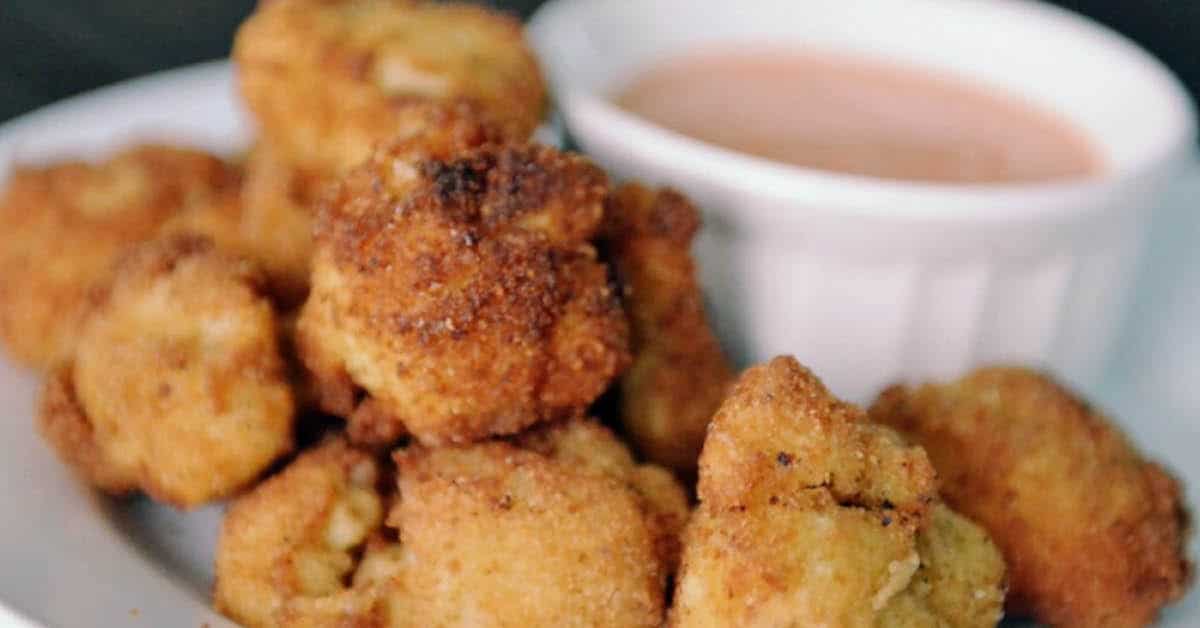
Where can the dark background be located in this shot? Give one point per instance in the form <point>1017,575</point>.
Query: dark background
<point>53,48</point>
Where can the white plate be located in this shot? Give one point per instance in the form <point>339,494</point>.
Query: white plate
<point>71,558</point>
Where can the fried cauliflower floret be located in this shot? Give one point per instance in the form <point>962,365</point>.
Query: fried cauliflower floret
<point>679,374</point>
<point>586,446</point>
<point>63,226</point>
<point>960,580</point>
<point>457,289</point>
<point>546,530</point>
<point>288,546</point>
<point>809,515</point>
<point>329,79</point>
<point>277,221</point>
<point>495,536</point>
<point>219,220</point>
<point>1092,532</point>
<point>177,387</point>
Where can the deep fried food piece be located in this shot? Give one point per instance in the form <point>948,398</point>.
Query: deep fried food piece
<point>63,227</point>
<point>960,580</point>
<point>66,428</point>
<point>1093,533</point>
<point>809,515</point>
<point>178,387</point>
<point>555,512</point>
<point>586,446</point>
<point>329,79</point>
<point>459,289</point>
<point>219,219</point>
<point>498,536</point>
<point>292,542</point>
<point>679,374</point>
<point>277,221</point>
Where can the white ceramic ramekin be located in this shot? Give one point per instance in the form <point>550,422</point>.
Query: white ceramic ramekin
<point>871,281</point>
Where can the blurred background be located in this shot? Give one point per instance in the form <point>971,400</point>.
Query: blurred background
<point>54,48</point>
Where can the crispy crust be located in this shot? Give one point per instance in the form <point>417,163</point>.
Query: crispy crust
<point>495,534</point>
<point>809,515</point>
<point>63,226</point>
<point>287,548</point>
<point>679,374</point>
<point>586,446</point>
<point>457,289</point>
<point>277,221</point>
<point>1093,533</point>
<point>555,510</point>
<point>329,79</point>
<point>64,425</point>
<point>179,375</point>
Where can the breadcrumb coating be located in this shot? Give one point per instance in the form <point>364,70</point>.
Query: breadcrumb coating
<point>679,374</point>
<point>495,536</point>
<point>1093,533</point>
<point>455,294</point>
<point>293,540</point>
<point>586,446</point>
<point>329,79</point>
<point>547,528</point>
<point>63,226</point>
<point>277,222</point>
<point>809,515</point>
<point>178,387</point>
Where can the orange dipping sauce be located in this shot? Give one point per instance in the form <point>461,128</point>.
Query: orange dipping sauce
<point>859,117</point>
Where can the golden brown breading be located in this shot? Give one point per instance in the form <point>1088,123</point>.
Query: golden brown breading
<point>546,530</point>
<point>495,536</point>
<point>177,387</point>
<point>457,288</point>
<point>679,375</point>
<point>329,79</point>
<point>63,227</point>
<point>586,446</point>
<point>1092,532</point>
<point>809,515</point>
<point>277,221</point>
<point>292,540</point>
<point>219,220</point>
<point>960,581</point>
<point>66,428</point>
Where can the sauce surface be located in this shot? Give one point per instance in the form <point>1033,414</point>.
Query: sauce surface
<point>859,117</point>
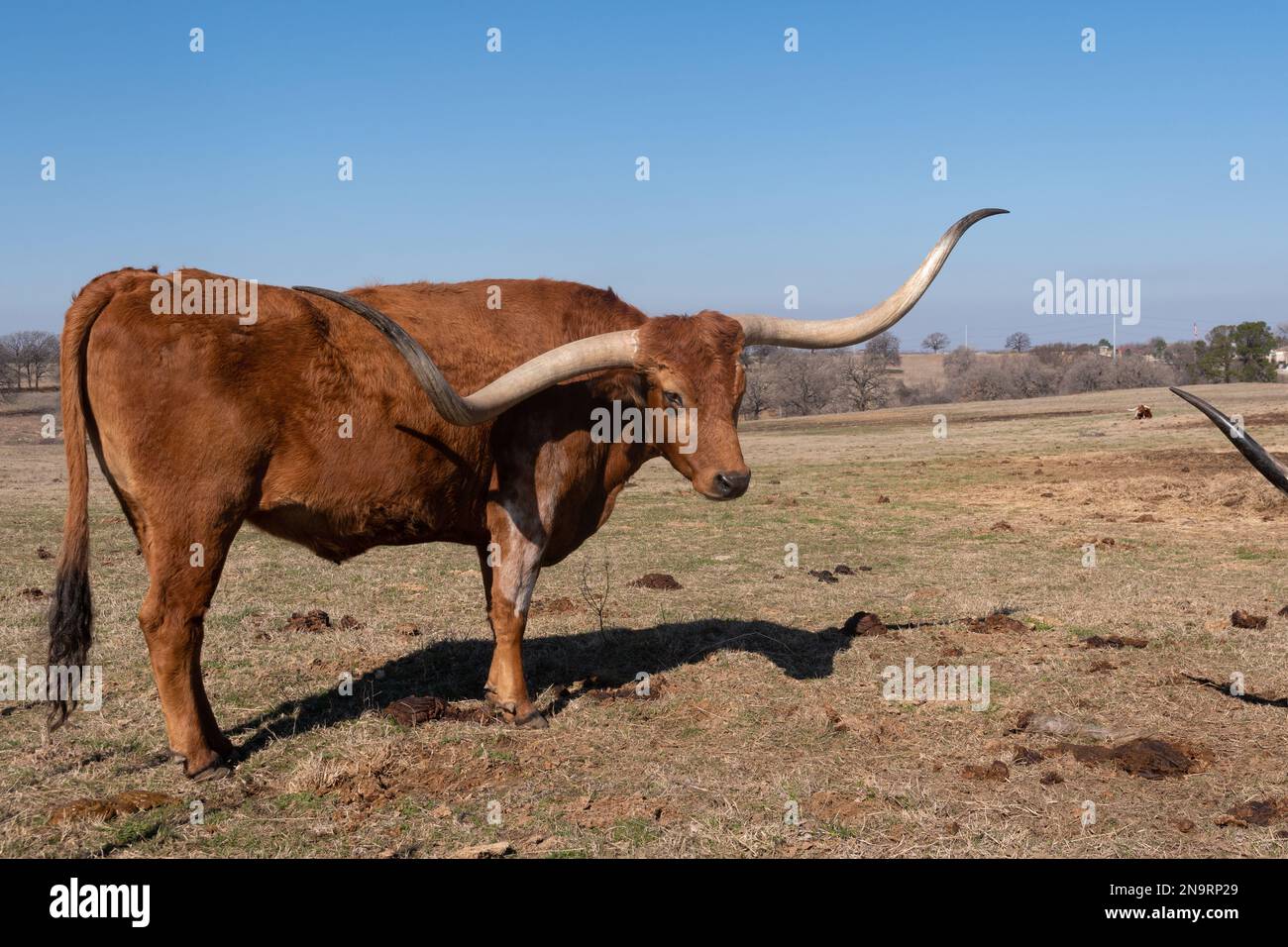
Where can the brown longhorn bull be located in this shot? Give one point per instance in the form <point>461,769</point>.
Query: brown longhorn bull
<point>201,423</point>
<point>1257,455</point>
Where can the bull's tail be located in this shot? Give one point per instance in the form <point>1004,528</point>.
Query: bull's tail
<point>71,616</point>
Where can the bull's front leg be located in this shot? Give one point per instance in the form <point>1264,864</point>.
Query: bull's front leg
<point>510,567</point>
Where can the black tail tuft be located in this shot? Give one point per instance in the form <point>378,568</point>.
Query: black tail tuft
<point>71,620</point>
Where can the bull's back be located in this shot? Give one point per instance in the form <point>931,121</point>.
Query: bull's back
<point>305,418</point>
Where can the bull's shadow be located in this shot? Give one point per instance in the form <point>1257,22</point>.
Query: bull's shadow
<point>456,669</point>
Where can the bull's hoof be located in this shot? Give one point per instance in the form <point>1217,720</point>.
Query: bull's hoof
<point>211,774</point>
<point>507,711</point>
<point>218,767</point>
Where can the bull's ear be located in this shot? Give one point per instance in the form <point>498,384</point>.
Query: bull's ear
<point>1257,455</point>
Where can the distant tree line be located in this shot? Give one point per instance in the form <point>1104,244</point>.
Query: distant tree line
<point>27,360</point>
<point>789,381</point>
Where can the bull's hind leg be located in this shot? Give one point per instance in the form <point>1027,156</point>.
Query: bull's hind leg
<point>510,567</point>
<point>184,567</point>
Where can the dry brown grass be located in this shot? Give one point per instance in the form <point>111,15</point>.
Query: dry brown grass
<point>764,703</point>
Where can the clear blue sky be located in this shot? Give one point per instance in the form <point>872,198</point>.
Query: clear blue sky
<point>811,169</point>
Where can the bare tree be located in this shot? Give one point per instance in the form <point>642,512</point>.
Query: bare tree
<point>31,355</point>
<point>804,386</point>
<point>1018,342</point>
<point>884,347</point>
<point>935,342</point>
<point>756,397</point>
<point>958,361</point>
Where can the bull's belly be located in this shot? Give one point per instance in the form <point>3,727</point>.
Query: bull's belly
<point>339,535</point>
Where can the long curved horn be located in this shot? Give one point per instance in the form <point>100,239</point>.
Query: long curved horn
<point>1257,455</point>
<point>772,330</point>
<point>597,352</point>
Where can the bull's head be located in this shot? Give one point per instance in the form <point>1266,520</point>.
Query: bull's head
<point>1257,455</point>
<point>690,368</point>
• • • •
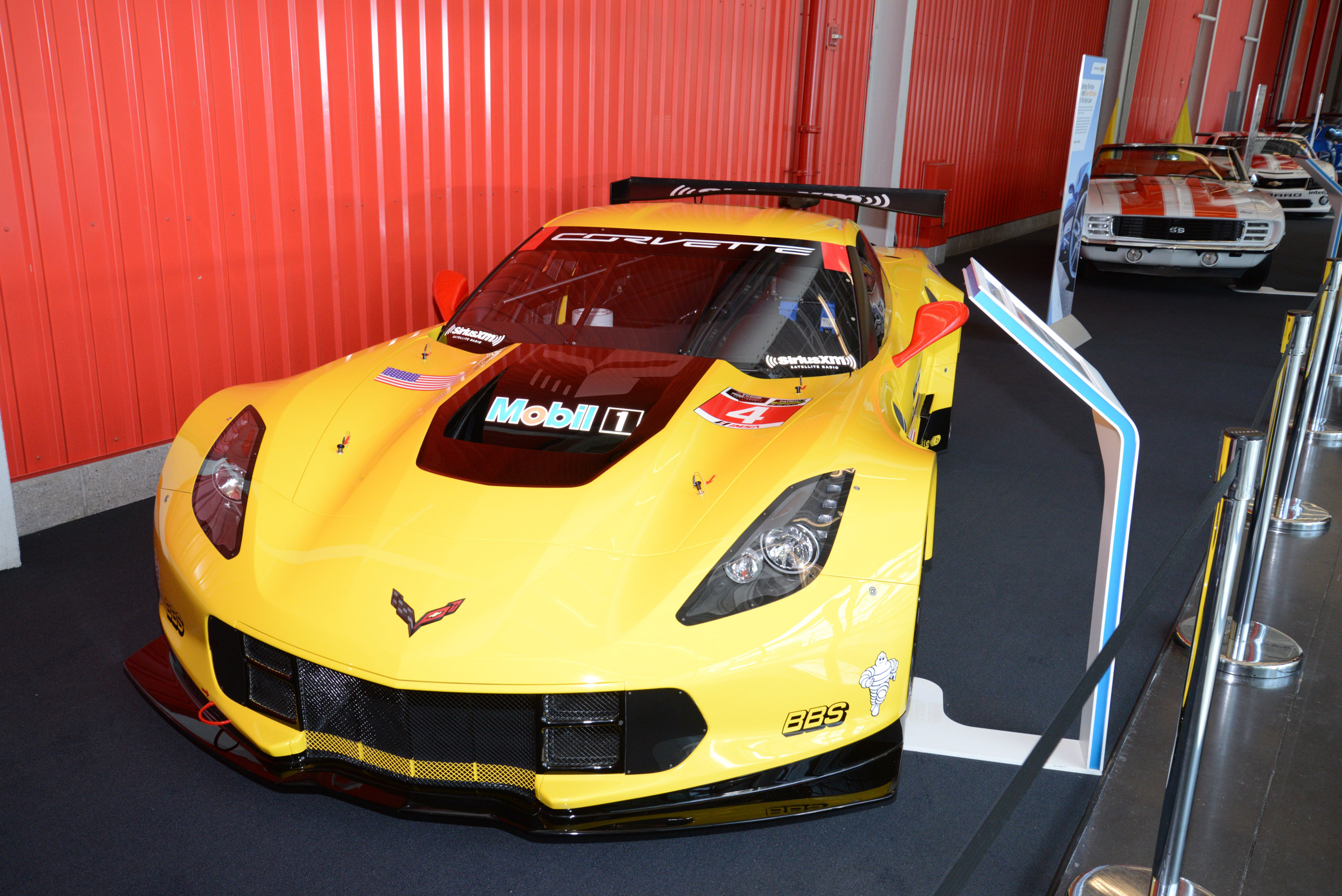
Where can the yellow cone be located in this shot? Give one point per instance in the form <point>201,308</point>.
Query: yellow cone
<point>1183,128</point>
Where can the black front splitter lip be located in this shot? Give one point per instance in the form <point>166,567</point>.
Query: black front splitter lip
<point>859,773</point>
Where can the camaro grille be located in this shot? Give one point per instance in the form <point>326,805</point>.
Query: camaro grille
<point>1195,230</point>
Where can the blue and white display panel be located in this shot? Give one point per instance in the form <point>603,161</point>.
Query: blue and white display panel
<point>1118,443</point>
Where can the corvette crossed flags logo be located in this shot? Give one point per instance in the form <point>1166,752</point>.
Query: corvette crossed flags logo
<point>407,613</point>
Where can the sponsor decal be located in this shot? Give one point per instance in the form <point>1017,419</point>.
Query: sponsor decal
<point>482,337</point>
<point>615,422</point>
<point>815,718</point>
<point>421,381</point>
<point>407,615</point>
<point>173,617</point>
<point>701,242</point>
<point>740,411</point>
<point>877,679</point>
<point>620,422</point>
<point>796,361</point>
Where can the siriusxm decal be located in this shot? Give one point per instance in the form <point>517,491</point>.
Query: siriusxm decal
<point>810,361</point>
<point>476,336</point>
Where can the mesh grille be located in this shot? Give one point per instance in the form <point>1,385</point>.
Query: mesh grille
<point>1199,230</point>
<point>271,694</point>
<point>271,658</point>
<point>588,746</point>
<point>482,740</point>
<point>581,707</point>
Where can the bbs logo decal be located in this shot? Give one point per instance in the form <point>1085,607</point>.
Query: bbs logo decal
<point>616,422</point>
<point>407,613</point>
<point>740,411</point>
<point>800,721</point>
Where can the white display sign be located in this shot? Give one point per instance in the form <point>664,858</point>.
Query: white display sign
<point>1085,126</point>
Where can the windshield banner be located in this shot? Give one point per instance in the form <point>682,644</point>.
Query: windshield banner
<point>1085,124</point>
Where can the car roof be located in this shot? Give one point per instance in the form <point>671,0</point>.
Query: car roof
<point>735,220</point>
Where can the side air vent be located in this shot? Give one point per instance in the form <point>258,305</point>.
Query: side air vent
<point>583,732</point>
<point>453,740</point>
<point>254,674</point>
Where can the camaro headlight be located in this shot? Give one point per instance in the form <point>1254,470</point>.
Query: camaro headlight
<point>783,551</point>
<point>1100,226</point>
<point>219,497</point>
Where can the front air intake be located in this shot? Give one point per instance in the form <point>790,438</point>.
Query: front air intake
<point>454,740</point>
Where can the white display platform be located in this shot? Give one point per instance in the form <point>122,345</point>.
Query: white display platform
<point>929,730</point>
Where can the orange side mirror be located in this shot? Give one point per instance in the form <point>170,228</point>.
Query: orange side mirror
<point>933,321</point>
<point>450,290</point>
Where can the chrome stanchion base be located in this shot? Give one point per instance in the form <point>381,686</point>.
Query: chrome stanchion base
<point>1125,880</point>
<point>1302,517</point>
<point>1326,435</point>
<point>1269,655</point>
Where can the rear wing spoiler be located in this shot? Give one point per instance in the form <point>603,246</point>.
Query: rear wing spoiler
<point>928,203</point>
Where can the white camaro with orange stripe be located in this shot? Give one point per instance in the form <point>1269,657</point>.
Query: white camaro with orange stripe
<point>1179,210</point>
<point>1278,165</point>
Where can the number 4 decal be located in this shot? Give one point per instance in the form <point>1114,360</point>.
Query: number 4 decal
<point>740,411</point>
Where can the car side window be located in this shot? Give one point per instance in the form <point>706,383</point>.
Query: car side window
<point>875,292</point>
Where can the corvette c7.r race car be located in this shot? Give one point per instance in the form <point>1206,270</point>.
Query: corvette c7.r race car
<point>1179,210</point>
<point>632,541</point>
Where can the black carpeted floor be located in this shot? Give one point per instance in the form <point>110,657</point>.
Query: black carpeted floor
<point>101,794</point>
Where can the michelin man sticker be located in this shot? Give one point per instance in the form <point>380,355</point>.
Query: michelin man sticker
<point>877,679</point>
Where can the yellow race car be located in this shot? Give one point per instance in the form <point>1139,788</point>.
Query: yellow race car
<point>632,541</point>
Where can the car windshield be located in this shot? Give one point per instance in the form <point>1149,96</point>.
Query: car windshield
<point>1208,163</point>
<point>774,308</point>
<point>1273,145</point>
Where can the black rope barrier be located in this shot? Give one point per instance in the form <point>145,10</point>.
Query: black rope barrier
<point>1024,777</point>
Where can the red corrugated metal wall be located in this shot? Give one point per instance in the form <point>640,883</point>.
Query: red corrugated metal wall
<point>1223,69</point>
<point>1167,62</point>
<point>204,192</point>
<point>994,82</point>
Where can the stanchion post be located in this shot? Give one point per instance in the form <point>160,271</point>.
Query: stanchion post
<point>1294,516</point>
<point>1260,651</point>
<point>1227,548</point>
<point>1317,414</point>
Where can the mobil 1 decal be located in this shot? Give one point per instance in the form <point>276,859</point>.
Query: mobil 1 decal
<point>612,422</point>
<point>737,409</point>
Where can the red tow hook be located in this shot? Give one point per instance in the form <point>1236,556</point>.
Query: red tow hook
• • • •
▶ Exercise task: From the records above, pull out each line that contains the word "dipping".

▶ The completed task:
Where can the orange dipping sauce be located in this shot? Give one point per instance in the form <point>461,128</point>.
Query: orange dipping sauce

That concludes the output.